- **EXCERPTED PASSAGE**
#####

LOST an Indian Gold MEDAL, with Hindoo writing on. Finder handsomely rewarded by returning same to HARRY STANLEY, American War, School of Arts. Wait – there was an American War at the School of Arts?
FOUND, by a poor man, early on Tuesday morning, a CHEQUE BOOK, KEY, and some small MEMOS. The owner can hear of it by applying to the Proprietor of the A.S.N. Hotel. A poor, honest man, by the sound of things.
WANTED
WANTED: Men to Contract to KILL KANGAROOS. For particulars apply on the Station, or to C.B. DAVENEY, Warwick. HARDEN & WALKER. Glenlyon, May 6, 1876.
WANTED: Pick and Shovel MEN for the Western Railway Works. Sickness entirely disappeared. J. & A. OVEREND & CO., Railway Contractors, Dalby. Good to know the pestilence has passed.

#####

Region pointing data
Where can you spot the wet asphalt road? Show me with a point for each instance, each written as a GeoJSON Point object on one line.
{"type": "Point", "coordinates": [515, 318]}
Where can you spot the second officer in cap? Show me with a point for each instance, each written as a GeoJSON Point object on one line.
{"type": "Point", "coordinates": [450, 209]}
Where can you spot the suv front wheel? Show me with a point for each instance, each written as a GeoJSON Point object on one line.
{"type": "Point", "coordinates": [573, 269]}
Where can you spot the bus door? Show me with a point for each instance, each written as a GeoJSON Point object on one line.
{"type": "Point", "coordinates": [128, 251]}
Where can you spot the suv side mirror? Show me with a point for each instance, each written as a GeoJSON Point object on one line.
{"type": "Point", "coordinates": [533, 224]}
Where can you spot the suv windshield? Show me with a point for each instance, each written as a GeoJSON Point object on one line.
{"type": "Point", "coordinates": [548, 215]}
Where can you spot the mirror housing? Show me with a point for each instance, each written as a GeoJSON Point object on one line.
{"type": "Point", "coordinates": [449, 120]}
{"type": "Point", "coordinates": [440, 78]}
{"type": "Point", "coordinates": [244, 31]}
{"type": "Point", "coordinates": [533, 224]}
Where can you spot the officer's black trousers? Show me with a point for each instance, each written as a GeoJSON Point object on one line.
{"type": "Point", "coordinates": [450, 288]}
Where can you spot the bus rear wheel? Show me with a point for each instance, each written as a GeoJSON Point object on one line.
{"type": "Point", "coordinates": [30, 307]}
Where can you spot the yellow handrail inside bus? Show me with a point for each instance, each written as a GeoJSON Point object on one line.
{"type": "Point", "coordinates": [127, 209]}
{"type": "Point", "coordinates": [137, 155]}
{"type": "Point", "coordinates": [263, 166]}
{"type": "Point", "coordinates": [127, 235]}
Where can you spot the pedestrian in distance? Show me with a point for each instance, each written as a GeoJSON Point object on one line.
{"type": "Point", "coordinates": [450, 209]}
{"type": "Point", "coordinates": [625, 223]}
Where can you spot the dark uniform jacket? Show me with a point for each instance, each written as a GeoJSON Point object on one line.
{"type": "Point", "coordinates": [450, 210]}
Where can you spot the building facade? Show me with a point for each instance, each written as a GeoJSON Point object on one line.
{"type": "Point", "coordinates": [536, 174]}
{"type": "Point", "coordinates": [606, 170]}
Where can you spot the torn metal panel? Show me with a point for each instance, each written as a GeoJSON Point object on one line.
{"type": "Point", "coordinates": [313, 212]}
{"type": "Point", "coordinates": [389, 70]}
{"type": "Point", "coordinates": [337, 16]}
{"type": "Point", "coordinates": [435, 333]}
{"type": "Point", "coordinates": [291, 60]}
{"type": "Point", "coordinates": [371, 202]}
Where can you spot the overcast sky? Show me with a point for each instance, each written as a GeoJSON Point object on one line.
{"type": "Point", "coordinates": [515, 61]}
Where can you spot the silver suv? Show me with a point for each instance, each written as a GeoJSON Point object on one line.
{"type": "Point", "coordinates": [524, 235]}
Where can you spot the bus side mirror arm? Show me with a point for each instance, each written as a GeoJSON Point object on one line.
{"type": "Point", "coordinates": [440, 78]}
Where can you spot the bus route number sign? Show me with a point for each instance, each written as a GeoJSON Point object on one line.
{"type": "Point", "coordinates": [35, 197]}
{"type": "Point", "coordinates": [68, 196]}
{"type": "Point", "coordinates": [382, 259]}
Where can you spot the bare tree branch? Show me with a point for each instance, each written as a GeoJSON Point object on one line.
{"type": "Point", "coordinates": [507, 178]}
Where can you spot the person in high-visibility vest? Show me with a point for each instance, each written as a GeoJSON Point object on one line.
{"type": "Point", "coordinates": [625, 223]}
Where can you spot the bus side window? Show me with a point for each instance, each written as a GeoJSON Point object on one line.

#####

- **WORK REQUIRED**
Please list every item that the poor man found early on Tuesday morning, according to the classified notices above.

- **ANSWER FOR THIS EXERCISE**
- Cheque book
- Key
- Some small memos